Exercise: Copy out every line in the listing below that contains the string "light". Case counts, so uppercase and lowercase letters must match.

Supplied entries:
◆ ◆ ◆ ◆ ◆

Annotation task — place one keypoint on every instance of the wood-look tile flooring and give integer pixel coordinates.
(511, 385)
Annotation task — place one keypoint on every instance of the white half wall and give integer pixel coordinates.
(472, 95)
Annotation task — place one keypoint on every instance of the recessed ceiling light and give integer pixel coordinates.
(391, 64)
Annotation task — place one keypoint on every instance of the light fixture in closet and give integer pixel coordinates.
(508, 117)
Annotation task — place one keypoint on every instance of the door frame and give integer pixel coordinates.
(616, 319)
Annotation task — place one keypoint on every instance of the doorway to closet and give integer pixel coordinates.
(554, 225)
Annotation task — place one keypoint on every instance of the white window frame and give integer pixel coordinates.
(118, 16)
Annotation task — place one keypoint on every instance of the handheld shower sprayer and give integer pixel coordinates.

◆ ◆ ◆ ◆ ◆

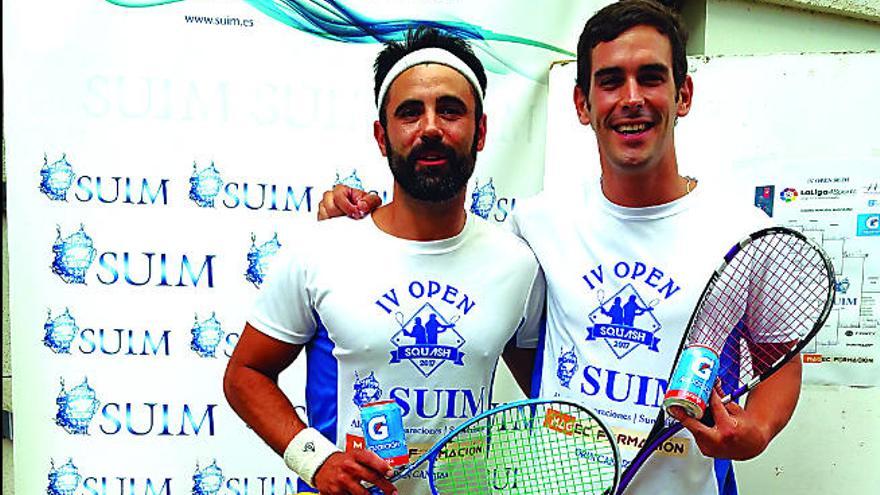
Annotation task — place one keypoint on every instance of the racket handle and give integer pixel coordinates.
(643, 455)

◆ ◆ ◆ ◆ ◆

Answer below:
Annotation task — place one keypoint on every instance of the recessed ceiling light and give integer pixel coordinates.
Annotation task — place one keypoint on every instance of the light fixture in closet and give integer pixel coordinates.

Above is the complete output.